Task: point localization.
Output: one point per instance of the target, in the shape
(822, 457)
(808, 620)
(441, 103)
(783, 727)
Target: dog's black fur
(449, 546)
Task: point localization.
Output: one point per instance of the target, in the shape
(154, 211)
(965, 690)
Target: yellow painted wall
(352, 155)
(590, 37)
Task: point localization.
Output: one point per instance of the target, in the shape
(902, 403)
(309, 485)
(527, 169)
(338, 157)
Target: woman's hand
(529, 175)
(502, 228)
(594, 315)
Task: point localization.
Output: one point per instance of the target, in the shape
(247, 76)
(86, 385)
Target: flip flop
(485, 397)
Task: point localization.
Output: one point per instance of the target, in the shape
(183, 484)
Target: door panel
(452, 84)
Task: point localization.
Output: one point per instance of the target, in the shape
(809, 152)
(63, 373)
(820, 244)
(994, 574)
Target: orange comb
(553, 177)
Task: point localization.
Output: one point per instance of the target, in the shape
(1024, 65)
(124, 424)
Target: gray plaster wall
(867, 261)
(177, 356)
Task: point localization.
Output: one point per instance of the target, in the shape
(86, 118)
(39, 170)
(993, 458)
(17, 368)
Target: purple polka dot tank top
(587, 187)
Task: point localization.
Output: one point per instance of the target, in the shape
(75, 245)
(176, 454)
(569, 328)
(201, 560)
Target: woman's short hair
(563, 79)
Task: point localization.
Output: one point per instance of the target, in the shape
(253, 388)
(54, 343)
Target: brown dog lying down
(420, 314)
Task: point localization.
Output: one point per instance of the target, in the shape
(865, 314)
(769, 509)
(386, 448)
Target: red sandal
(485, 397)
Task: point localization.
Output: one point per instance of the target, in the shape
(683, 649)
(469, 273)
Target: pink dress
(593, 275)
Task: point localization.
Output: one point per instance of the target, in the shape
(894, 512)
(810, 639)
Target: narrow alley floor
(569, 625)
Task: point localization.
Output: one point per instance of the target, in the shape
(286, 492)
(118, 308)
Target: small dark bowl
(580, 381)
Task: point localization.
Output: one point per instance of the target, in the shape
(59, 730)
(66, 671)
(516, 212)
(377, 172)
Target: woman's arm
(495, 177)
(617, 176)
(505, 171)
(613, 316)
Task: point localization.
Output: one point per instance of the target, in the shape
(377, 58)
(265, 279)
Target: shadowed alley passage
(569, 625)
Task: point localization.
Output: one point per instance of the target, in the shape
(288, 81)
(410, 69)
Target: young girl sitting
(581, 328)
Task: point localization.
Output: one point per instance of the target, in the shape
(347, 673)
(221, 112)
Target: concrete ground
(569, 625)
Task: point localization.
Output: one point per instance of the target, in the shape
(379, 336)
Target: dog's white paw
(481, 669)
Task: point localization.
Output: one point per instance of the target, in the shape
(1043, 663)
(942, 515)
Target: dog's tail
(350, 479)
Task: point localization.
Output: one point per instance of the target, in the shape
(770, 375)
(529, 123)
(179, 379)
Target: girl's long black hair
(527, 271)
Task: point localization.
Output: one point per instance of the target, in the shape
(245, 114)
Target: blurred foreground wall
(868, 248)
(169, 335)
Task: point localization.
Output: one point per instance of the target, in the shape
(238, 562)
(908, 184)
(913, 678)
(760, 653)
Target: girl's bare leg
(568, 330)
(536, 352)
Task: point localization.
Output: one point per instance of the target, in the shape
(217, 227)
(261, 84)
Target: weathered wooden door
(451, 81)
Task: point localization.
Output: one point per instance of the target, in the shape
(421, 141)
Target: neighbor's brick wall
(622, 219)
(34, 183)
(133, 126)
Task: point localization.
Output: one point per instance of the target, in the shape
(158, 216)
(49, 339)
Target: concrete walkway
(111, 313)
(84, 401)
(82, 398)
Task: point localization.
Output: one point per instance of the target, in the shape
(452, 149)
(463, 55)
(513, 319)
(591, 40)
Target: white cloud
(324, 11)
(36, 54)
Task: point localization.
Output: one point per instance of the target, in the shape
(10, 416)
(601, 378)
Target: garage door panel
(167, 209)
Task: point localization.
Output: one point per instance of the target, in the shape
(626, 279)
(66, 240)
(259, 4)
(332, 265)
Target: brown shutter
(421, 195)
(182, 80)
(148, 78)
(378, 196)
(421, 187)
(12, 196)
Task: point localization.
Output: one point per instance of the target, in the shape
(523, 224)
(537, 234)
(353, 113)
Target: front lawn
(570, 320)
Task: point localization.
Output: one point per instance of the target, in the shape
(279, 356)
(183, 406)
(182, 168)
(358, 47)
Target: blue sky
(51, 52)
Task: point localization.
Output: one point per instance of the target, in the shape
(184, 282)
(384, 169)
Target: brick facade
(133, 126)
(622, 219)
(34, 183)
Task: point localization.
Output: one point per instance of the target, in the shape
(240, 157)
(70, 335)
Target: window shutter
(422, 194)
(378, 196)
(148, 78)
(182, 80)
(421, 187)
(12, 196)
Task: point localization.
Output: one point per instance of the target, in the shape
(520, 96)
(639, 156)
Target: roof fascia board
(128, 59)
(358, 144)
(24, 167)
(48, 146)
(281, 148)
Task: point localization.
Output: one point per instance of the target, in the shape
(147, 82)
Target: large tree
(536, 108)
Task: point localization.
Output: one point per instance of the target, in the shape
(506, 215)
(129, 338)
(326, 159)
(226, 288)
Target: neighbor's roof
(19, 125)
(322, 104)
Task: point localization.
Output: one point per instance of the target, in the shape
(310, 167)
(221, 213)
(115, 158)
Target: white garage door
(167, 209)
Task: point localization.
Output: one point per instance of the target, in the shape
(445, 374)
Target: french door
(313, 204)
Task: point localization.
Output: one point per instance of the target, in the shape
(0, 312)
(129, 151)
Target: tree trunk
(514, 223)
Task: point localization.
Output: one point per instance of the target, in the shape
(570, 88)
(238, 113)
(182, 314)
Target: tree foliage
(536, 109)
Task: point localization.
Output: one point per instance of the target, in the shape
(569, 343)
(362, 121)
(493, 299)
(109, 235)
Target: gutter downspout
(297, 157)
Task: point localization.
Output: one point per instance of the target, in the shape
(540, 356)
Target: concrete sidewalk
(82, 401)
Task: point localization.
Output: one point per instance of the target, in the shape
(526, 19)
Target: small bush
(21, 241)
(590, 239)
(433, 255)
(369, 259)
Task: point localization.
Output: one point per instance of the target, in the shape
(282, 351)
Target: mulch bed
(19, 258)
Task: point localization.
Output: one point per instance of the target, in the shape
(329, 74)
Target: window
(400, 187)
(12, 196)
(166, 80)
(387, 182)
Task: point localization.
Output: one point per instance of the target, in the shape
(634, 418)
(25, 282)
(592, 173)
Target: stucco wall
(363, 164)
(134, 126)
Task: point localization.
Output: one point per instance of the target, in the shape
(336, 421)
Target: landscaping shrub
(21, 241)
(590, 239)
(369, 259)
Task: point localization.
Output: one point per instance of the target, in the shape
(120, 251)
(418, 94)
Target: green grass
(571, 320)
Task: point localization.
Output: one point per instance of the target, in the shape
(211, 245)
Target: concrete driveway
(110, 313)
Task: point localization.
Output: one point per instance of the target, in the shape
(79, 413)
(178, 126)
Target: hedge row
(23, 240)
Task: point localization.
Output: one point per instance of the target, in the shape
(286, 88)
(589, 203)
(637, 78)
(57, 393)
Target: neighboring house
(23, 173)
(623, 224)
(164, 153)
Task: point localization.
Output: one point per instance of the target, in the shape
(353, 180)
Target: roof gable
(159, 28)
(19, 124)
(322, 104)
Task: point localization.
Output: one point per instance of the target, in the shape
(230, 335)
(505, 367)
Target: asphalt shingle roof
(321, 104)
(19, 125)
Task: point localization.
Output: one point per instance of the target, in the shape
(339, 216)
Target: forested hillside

* TASK DETAILS *
Output the records above exactly as written.

* SOLUTION FOR THIS TASK *
Task: point localization.
Output: one point per instance of the target, in the shape
(822, 457)
(808, 620)
(441, 103)
(783, 727)
Target: dog's black fur
(449, 546)
Task: point localization.
Output: one point per instance of the target, in the shape
(154, 211)
(965, 690)
Target: yellow painted wall
(352, 155)
(590, 37)
Task: point localization.
Output: one point per instance of the target, in the shape
(902, 403)
(309, 485)
(527, 169)
(338, 157)
Target: woman's hand
(529, 175)
(502, 228)
(594, 315)
Task: point localization.
Output: one point per instance of the target, in the shape
(247, 76)
(86, 385)
Target: flip flop
(485, 397)
Task: point localization.
Output: one point per instance of the target, in the shape
(183, 484)
Target: door panel
(452, 84)
Task: point localization.
Output: one point per instance of the target, in the shape
(809, 152)
(63, 373)
(820, 244)
(994, 574)
Target: orange comb
(553, 177)
Task: point localization.
Output: one point per instance of the target, in the shape
(1024, 65)
(124, 424)
Target: gray plaster wall
(867, 261)
(177, 356)
Task: point localization.
Output: one point per instance of the target, in the shape
(86, 118)
(39, 170)
(993, 458)
(17, 368)
Target: purple polka dot tank top
(587, 187)
Task: point localization.
Output: one point per instance of the target, in the shape
(75, 245)
(176, 454)
(569, 328)
(201, 560)
Target: woman's short hair
(563, 79)
Task: point localization.
Output: one point per instance of the target, in the shape
(253, 388)
(54, 343)
Target: brown dog lying down
(420, 314)
Task: point localization.
Output: one point per instance of the target, in the shape
(865, 314)
(769, 509)
(386, 448)
Target: red sandal
(485, 397)
Task: point localization.
Output: one point per instance of the target, in the shape
(683, 649)
(469, 273)
Target: pink dress
(593, 275)
Task: point localization.
Output: one point per instance of the target, in the shape
(894, 512)
(810, 639)
Target: narrow alley floor
(569, 625)
Task: point localization.
Output: one point per instance of the target, in the shape
(286, 492)
(118, 308)
Target: small dark bowl
(580, 381)
Task: point localization.
Output: one point per instance of the target, in the shape
(59, 730)
(66, 671)
(516, 212)
(377, 172)
Target: woman's arm
(495, 177)
(617, 176)
(505, 171)
(613, 316)
Task: point localization.
Output: one point per instance of the target, in the shape
(377, 58)
(265, 279)
Target: shadowed alley passage
(569, 625)
Task: point localization.
Output: one point per instance of the target, in the shape
(288, 81)
(410, 69)
Target: young girl sitting
(581, 328)
Task: point localization.
Output: one point per instance of the target, in the shape
(347, 673)
(221, 112)
Target: concrete ground
(569, 625)
Task: point localization.
Output: one point per instance of the target, in the shape
(379, 336)
Target: dog's white paw
(481, 669)
Task: point localization.
Output: one point per instance of the target, in the shape
(1043, 663)
(942, 515)
Target: dog's tail
(350, 479)
Task: point localization.
Output: one point per instance of the target, in the shape
(770, 375)
(529, 123)
(179, 379)
Target: girl's long black hair
(527, 271)
Task: point localization.
Output: one point per instance of the target, in the shape
(245, 114)
Target: blurred foreground wall
(868, 248)
(169, 335)
Task: point localization.
Output: one point per instance of the target, in the shape
(238, 562)
(908, 184)
(913, 678)
(760, 653)
Target: girl's bare leg
(568, 330)
(536, 352)
Task: point localization.
Output: one point per instance of the target, in the shape
(217, 227)
(261, 84)
Target: weathered wooden door
(451, 81)
Task: point localization.
Output: one point per instance of the target, in the shape
(421, 141)
Target: neighbor's brick wall
(622, 219)
(34, 183)
(133, 126)
Task: point localization.
Output: one point per instance of the target, in the shape
(158, 216)
(49, 339)
Target: concrete walkway
(111, 313)
(84, 401)
(82, 398)
Task: point localization.
Output: one point per instance of the target, in the shape
(452, 149)
(463, 55)
(513, 319)
(591, 40)
Target: white cloud
(324, 11)
(36, 54)
Task: point localization.
Output: one point per instance of the target, in the shape
(10, 416)
(601, 378)
Target: garage door panel
(167, 209)
Task: point localization.
Output: one point per instance of the target, in the shape
(626, 279)
(66, 240)
(259, 4)
(332, 265)
Target: brown shutter
(421, 195)
(182, 80)
(148, 78)
(378, 196)
(421, 187)
(12, 196)
Task: point localization.
Output: one point per instance of the target, in the shape
(523, 224)
(537, 234)
(353, 113)
Target: front lawn
(570, 320)
Task: point localization.
Output: one point per instance of the target, in the shape
(279, 356)
(183, 406)
(182, 168)
(358, 47)
Target: blue sky
(51, 52)
Task: point localization.
Output: one point per instance of the target, in the shape
(184, 282)
(384, 169)
Target: brick facade
(133, 126)
(622, 219)
(34, 183)
Task: point localization.
Output: one point per instance of the target, in the shape
(240, 157)
(70, 335)
Target: window shutter
(422, 194)
(378, 196)
(148, 78)
(182, 80)
(421, 187)
(12, 196)
Task: point localization.
Output: one point per instance of the target, in the shape
(520, 96)
(639, 156)
Target: roof fascia board
(128, 59)
(358, 144)
(24, 167)
(48, 146)
(281, 148)
Task: point localization.
Output: one point per instance of the target, in the shape
(147, 82)
Target: large tree
(536, 108)
Task: point localization.
Output: one point per instance of the target, in the shape
(506, 215)
(129, 338)
(326, 159)
(226, 288)
Target: neighbor's roof
(19, 125)
(322, 104)
Task: point localization.
Output: one point per instance of the target, in the shape
(310, 167)
(221, 213)
(115, 158)
Target: white garage door
(167, 209)
Task: point localization.
Output: one point per instance of the target, in the shape
(445, 374)
Target: french door
(313, 204)
Task: point localization.
Output: one point per instance of the target, in the shape
(0, 312)
(129, 151)
Target: tree trunk
(514, 223)
Task: point localization.
Output: one point per instance of the target, in the shape
(570, 88)
(238, 113)
(182, 314)
Target: tree foliage
(536, 109)
Task: point localization.
Output: one point per instance of the target, in the shape
(569, 343)
(362, 121)
(493, 299)
(109, 235)
Target: gutter downspout
(297, 157)
Task: point localization.
Output: one point per instance of the target, in the shape
(540, 356)
Target: concrete sidewalk
(82, 401)
Task: point localization.
Output: one point per instance of the target, in the shape
(526, 19)
Target: small bush
(21, 241)
(590, 239)
(433, 255)
(369, 259)
Task: point localization.
Output: one point per instance of the target, in the shape
(282, 351)
Target: mulch bed
(19, 258)
Task: point localization.
Output: one point per instance of the target, in the shape
(329, 74)
Target: window
(400, 187)
(12, 196)
(166, 80)
(387, 182)
Task: point localization.
Output: one point per instance of the target, in the shape
(634, 418)
(25, 282)
(592, 173)
Target: stucco wall
(363, 164)
(134, 126)
Task: point localization.
Output: one point per instance of the target, in the shape
(336, 421)
Target: landscaping shrub
(21, 241)
(590, 239)
(369, 259)
Task: point localization.
Output: one point per instance of the target, in the shape
(120, 251)
(418, 94)
Target: green grass
(571, 320)
Task: point localization.
Output: one point per instance of the target, in the shape
(211, 245)
Target: concrete driveway
(110, 313)
Task: point localization.
Output: one point per instance of the target, in the shape
(79, 413)
(178, 126)
Target: hedge row
(23, 240)
Task: point localization.
Output: one point per instance of the target, in the shape
(286, 88)
(589, 203)
(637, 78)
(57, 393)
Target: neighboring house
(23, 173)
(623, 224)
(164, 153)
Task: point localization.
Output: one point per instance of the target, in the shape
(353, 180)
Target: roof gable
(159, 28)
(19, 124)
(322, 104)
Task: point localization.
Output: one point per instance of the target, in the shape
(230, 335)
(505, 367)
Target: asphalt shingle roof
(321, 104)
(19, 125)
Task: point localization.
Output: one point per instance of the target, in the shape
(339, 216)
Target: forested hillside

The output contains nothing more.